### [INSTRUCTIONS FOR THE TASK]
Reproduce word for word the part of the wireless-technology article below that opens with the words containing "Modern agriculture isn’t" and closes with "to production facilities.".

### [TEXT FOR ANALYSIS]
━━━━━━━━━━

Modern agriculture isn’t tethered to past practices, so it shouldn’t surprise anyone that experiments in wireless communication are as likely to occur at the farm level before migrating down the supply chain to production facilities.
Field Connect is a case in point. Originally dubbed CropSense before the technology was acquired by Deere & Co., the solar-powered units collect data on soil temperature, moisture levels, electric conductivity (as a salinity indicator) and other variables through ground sensors connected by cable to the unit. It uploads the data every 15 minutes to a low-orbit satellite, which in turn batches it back to Earth to a John Deere data center, where it’s consolidated and relayed to clients like Ocean Mist Farms in Castroville, Calif.
At the recommendation of Ocean Mist’s Chris Drew, production manager-artichokes, the Salinas Valley produce firm became a beta test site for the technology in 2012. Early involvement gave Drew input in shaping how summary graphs and other data are presented. For example, sensors monitor soil moisture to a depth of 40 inches. Daily depletion is calculated, and Drew receives an email alert when replenishment is needed, freeing him and his staff for other tasks in the meantime.
Before the technology was deployed, Ocean Mist used a tensiometer to measure soil moisture, but the wireless technology is more accurate. More importantly, Drew points out, is the 24/7 monitoring the system provides. Dispatching personnel to a remote field during inclement weather or time crunches can result in spotty measurements. The sensors and satellites reliably collect data regardless of conditions. With the valley receiving half its normal rainfall in recent years, Ocean Mist avoids over-watering and is able to optimize fertilizer delivery.
Beyond fresh produce and in-plant monitoring of utilities such as compressed air and water consumption, however, wireless networks still struggle to get a foothold in food & beverage production. Part of the reason is the physical environment: Electronic noise and walls and other barriers can disrupt signal transmission, making wireless a nonstarter for machine motion control.
Another factor is the ready access to electric connections in the typical facility, resulting in hybrid systems that send radio signals but are hard wired. “In food, wireless often isn’t wireless,” observes Ola Westrom, senior industry manager-food & beverage at Endress+Hauser USA, Greenwood, Ind.
“Anything you can do over wired Ethernet, you can do wirelessly,” insists Divya Venkataraman, wireless product manager for Rockwell Automation Inc., Milwaukee. “There are a lot of reliability and security concerns, but there also are opportunities.”
The automotive industry is taking the lead on wireless adoption, she notes, and the entertainment industry, where equipment mobility is necessary when production crews move from location to location, is moving forward.
Data encryption and authentication of devices interacting with the network are addressed in IEEE 802.11, a wireless standard that is being widely adopted. Still, designing and maintaining a secure wireless network requires a level of expertise often absent in today’s manufacturing environments.
“It’s going to be an ongoing challenge,” acknowledges Tony Baker, Rockwell’s security leader. Identifying a controls engineer or IT professional who can support the infrastructure might be the solution, but an advanced level of expertise will be needed in either case, either in the implementation of necessary protocols for the former or a new appreciation of the particular needs of manufacturing for the latter.

━━━━━━━━━━

### [GIVEN INFORMATION]
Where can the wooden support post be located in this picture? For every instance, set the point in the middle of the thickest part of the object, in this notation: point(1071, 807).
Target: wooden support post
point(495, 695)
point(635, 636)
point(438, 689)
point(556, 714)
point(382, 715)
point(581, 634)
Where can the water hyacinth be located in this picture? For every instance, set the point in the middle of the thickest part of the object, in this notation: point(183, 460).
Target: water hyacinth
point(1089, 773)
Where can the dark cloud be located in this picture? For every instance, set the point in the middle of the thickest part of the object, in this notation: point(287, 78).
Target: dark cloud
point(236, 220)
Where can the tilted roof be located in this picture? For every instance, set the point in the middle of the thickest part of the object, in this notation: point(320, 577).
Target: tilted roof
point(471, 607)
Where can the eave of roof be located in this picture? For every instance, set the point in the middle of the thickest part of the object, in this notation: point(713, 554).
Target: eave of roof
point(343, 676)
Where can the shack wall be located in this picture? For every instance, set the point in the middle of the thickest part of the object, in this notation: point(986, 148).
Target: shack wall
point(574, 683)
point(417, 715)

━━━━━━━━━━

### [EXERCISE RESPONSE]
Modern agriculture isn’t tethered to past practices, so it shouldn’t surprise anyone that experiments in wireless communication are as likely to occur at the farm level before migrating down the supply chain to production facilities.